— Begin Stored data —

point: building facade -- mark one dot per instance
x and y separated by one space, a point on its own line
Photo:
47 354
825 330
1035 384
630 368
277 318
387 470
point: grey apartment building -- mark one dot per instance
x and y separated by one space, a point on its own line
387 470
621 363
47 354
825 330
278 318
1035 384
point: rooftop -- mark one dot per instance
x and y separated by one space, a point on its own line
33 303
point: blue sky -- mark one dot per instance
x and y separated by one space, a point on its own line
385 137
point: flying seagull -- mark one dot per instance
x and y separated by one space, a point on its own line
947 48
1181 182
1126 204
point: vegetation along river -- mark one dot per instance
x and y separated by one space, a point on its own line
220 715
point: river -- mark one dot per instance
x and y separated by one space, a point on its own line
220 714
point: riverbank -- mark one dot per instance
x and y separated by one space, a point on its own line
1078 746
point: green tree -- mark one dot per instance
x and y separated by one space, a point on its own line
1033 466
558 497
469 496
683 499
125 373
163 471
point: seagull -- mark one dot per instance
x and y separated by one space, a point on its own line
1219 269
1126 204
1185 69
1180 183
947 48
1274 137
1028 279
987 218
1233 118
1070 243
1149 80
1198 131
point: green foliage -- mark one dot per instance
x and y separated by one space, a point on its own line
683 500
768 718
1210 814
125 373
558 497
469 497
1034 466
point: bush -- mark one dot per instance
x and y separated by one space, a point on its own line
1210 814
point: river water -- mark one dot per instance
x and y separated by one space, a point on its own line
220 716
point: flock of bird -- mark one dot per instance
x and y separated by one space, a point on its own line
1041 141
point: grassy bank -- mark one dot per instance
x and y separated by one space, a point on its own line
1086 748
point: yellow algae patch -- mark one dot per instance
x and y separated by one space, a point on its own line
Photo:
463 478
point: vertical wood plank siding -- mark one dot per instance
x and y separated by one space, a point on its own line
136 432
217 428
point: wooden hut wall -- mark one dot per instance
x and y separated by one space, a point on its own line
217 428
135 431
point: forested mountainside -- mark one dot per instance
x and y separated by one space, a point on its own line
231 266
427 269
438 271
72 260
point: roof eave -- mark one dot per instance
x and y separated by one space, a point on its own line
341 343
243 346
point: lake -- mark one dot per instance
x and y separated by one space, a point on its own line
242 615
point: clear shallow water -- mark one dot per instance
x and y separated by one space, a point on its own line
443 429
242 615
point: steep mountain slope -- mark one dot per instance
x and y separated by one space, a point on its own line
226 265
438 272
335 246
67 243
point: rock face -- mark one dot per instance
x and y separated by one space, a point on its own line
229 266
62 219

— End Stored data —

What is required: Copy all of the data exactly.

Exercise response:
point: building facade -- mark one dot per instance
x and y separated by one space, a point on its own line
Photo:
47 354
825 330
1035 384
630 368
277 318
387 470
point: grey apartment building -- mark one dot per instance
x and y separated by one space, a point on its own line
387 470
621 363
47 354
825 330
278 318
1035 384
point: rooftop -- mark one dot per instance
x and y separated by one space, a point on its own line
33 303
point: blue sky -- mark one dot per instance
x and y separated by one space, a point on its own line
385 137
point: flying seagull -- mark one dot per instance
x and y separated by one space, a point on its own line
947 48
1181 182
1126 204
point: vegetation along river -- mark one dot per instance
x and y separated by one space, a point on its own line
220 715
point: river -- mark one dot per instance
x and y separated by one space, a point on its own line
220 714
point: riverbank -- mark one dot per instance
x and y separated by one space, a point on its own line
1078 746
point: green tree -- mark one dot per instance
x and y separated by one space, a point on its own line
1033 466
558 497
469 496
683 499
125 373
163 471
point: seagull -- mark one dot per instance
x and y separated by one space, a point on its own line
1219 269
1126 204
1185 69
1180 183
947 48
1274 137
1028 279
987 218
1233 118
1070 243
1149 80
1198 131
point: green foliage -- mark one dot per instance
x and y separated by one space, a point on its own line
683 500
768 718
1210 814
125 373
558 497
469 497
1034 466
point: bush -- mark one dot per instance
x and y separated by one space, a point on its own line
1210 814
point: river water -- mark one dot per instance
x and y separated by one space, a point on its own line
220 716
point: flock of bird -- mark one dot per instance
x and y separated by one space, a point on its own line
1041 141
point: grassy bank -- mark one dot per instance
x and y separated by one space, a point on its own line
1086 748
point: yellow algae patch -- mark one dot per instance
x and y separated by one space, a point on its own line
Photo:
463 478
point: vertical wood plank siding -- mark one dot per instance
x and y separated by one space, a point on its own line
136 432
217 428
point: wooden hut wall -- mark one dot per instance
x and y separated by one space, a point on its own line
217 428
135 431
point: forested mountainside -- mark one dot per instance
x and y separated by one space, a point on its own line
231 266
427 269
438 271
72 260
point: roof eave -- mark one dot per instance
x and y separated by one space, a point on its own line
341 343
243 346
point: lake -- mark one dot per instance
x and y separated by one space, a point on its own line
242 615
point: clear shallow water -- mark one dot per instance
x and y separated by one space, a point on its own line
443 429
242 615
point: steep mountain slope -- mark one dot per instance
x and y separated by one space, a point on its own line
226 265
438 272
335 246
67 243
point: rock face -- mark one dot per instance
x and y separated by one space, a point on its own line
229 266
62 219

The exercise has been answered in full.